== To do ==
Every record here needs to be written out again exactly.

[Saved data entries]
== == ==
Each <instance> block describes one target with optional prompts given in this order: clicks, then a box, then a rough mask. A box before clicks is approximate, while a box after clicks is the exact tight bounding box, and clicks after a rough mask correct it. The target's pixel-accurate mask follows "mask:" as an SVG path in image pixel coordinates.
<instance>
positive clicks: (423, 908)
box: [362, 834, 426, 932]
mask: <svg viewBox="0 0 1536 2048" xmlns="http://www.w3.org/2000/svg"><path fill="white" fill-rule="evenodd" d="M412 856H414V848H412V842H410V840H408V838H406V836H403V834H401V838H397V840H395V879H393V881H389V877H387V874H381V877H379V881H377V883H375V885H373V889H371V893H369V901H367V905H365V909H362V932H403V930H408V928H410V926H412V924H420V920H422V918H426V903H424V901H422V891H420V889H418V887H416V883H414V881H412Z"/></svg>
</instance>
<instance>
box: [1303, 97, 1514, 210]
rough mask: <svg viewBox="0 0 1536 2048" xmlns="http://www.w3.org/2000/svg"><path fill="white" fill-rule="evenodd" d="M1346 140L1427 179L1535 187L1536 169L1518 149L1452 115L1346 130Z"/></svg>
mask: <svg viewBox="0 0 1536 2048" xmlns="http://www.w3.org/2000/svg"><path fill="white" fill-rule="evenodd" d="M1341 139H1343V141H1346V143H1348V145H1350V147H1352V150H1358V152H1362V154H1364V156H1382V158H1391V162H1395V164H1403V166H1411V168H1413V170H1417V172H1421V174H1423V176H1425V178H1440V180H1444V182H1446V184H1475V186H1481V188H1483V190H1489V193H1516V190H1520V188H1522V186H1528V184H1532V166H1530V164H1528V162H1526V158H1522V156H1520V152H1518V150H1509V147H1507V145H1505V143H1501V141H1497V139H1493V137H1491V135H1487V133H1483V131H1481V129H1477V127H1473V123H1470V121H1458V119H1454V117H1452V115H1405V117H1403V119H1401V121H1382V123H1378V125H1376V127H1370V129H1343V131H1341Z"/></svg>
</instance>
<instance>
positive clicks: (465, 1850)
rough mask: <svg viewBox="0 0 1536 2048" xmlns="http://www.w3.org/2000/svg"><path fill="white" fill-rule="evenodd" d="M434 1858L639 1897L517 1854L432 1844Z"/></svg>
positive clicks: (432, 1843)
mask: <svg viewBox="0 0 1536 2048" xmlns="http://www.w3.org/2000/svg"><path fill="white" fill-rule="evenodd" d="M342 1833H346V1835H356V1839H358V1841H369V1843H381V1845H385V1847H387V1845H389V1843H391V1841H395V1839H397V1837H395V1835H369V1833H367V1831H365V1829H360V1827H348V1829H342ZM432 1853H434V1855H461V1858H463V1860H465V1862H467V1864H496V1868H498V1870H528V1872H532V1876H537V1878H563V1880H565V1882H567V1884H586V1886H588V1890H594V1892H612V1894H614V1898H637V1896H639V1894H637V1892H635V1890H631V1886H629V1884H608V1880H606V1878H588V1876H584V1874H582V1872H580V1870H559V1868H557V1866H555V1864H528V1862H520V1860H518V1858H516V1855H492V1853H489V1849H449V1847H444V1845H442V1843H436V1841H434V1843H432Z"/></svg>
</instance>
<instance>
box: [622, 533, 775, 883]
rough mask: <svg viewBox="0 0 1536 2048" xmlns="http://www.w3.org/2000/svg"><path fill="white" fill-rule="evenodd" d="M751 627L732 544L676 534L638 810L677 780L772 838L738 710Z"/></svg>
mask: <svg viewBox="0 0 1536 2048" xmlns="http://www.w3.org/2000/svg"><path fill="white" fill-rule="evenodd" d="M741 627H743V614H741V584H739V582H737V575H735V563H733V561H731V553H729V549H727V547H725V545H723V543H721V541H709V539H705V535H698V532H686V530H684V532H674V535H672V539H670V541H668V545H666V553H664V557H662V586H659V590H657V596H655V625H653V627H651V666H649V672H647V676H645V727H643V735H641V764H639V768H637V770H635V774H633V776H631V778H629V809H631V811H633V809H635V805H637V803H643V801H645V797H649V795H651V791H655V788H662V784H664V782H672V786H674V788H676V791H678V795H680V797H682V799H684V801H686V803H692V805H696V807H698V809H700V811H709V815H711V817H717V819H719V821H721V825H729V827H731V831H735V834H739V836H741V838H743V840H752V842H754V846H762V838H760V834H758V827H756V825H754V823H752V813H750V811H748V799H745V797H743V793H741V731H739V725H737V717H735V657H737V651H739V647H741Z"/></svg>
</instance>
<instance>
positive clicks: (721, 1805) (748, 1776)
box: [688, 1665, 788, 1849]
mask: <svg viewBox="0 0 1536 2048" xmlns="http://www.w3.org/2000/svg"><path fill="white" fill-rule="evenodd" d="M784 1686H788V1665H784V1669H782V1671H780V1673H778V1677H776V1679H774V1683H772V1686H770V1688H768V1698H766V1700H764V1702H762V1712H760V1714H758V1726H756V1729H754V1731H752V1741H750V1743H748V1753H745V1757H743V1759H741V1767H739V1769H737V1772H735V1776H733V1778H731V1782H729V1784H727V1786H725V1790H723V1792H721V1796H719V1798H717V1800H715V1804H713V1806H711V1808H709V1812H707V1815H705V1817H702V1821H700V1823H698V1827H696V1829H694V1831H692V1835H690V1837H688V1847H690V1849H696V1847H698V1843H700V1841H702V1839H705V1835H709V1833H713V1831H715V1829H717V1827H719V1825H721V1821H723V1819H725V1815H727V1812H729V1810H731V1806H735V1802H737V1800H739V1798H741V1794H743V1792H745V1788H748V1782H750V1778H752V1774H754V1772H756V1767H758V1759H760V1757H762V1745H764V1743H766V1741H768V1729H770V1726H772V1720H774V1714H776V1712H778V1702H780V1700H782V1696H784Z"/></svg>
== == ==
== Exercise output ==
Each <instance> block describes one target with optional prompts given in this order: clicks, then a box, then a rough mask. A box before clicks is approximate, while a box after clicks is the exact tight bounding box, and clicks after a rough mask correct it. The target's pixel-accurate mask follows "mask:" as an SVG path in image pixel coordinates.
<instance>
positive clicks: (423, 908)
box: [362, 834, 426, 932]
mask: <svg viewBox="0 0 1536 2048" xmlns="http://www.w3.org/2000/svg"><path fill="white" fill-rule="evenodd" d="M412 856H414V848H412V842H410V840H408V838H406V836H403V834H401V838H397V840H395V879H393V881H389V877H387V874H381V877H379V881H377V883H375V885H373V889H371V893H369V901H367V905H365V909H362V932H403V930H408V928H410V926H412V924H420V920H422V918H426V903H424V901H422V891H420V889H418V887H416V883H414V881H412Z"/></svg>
</instance>
<instance>
box: [1303, 97, 1514, 210]
rough mask: <svg viewBox="0 0 1536 2048" xmlns="http://www.w3.org/2000/svg"><path fill="white" fill-rule="evenodd" d="M1346 140L1427 179L1535 187L1536 169L1518 149L1452 115L1346 130Z"/></svg>
mask: <svg viewBox="0 0 1536 2048" xmlns="http://www.w3.org/2000/svg"><path fill="white" fill-rule="evenodd" d="M1341 139H1343V141H1346V143H1348V145H1350V147H1352V150H1358V152H1362V154H1364V156H1382V158H1391V162H1395V164H1403V166H1411V168H1413V170H1417V172H1421V174H1423V176H1425V178H1440V180H1444V182H1446V184H1475V186H1481V188H1483V190H1489V193H1516V190H1520V188H1522V186H1528V184H1532V166H1530V164H1528V162H1526V158H1522V156H1520V152H1518V150H1509V147H1507V145H1505V143H1501V141H1497V139H1493V137H1491V135H1487V133H1483V131H1481V129H1477V127H1473V123H1470V121H1458V119H1454V117H1452V115H1405V117H1403V119H1401V121H1382V123H1378V125H1376V127H1370V129H1343V131H1341Z"/></svg>
</instance>
<instance>
positive clicks: (465, 1850)
rough mask: <svg viewBox="0 0 1536 2048" xmlns="http://www.w3.org/2000/svg"><path fill="white" fill-rule="evenodd" d="M434 1858L639 1897L517 1854L432 1844Z"/></svg>
positive clicks: (432, 1843)
mask: <svg viewBox="0 0 1536 2048" xmlns="http://www.w3.org/2000/svg"><path fill="white" fill-rule="evenodd" d="M342 1833H346V1835H356V1839H358V1841H369V1843H381V1845H385V1847H387V1845H389V1843H391V1841H395V1839H397V1837H395V1835H369V1833H367V1831H365V1829H360V1827H348V1829H342ZM432 1853H434V1855H461V1858H463V1860H465V1862H467V1864H496V1868H498V1870H528V1872H532V1876H537V1878H563V1880H565V1882H567V1884H586V1886H588V1890H594V1892H612V1894H614V1898H637V1896H639V1894H637V1892H635V1890H631V1886H629V1884H608V1880H606V1878H588V1876H584V1874H582V1872H580V1870H559V1868H557V1866H555V1864H528V1862H520V1860H518V1858H516V1855H492V1853H489V1849H449V1847H444V1845H442V1843H436V1841H434V1843H432Z"/></svg>
</instance>
<instance>
box: [622, 533, 775, 883]
rough mask: <svg viewBox="0 0 1536 2048" xmlns="http://www.w3.org/2000/svg"><path fill="white" fill-rule="evenodd" d="M751 627L732 544L676 534L638 810L677 780L772 838L738 710Z"/></svg>
mask: <svg viewBox="0 0 1536 2048" xmlns="http://www.w3.org/2000/svg"><path fill="white" fill-rule="evenodd" d="M741 627H743V614H741V584H739V582H737V575H735V563H733V561H731V553H729V549H727V547H725V545H723V543H721V541H709V539H705V535H698V532H686V530H684V532H674V535H672V539H670V541H668V545H666V553H664V557H662V586H659V590H657V596H655V625H653V627H651V666H649V672H647V676H645V727H643V735H641V764H639V768H637V770H635V774H633V776H631V778H629V809H631V811H633V809H635V805H637V803H643V801H645V797H649V795H651V791H655V788H662V784H664V782H672V786H674V788H676V791H678V795H680V797H682V799H684V801H686V803H692V805H696V807H698V809H700V811H709V815H711V817H717V819H719V821H721V825H729V827H731V831H735V834H739V836H741V838H743V840H752V842H754V846H762V838H760V834H758V827H756V825H754V823H752V813H750V811H748V799H745V797H743V793H741V731H739V725H737V717H735V657H737V651H739V647H741Z"/></svg>
</instance>
<instance>
positive clicks: (721, 1805) (748, 1776)
box: [688, 1665, 788, 1849]
mask: <svg viewBox="0 0 1536 2048" xmlns="http://www.w3.org/2000/svg"><path fill="white" fill-rule="evenodd" d="M784 1686H788V1665H784V1669H782V1671H780V1673H778V1677H776V1679H774V1683H772V1686H770V1688H768V1698H766V1700H764V1702H762V1712H760V1714H758V1726H756V1729H754V1731H752V1741H750V1743H748V1753H745V1757H743V1759H741V1767H739V1769H737V1772H735V1776H733V1778H731V1782H729V1784H727V1786H725V1790H723V1792H721V1796H719V1798H717V1800H715V1804H713V1806H711V1808H709V1812H707V1815H705V1817H702V1821H700V1823H698V1827H696V1829H694V1831H692V1835H690V1837H688V1847H690V1849H696V1847H698V1843H700V1841H702V1839H705V1835H709V1833H713V1831H715V1829H717V1827H719V1825H721V1821H723V1819H725V1815H727V1812H729V1810H731V1806H735V1802H737V1800H739V1798H741V1794H743V1792H745V1788H748V1782H750V1778H752V1774H754V1772H756V1767H758V1759H760V1757H762V1745H764V1743H766V1741H768V1729H770V1726H772V1720H774V1714H776V1712H778V1702H780V1700H782V1696H784Z"/></svg>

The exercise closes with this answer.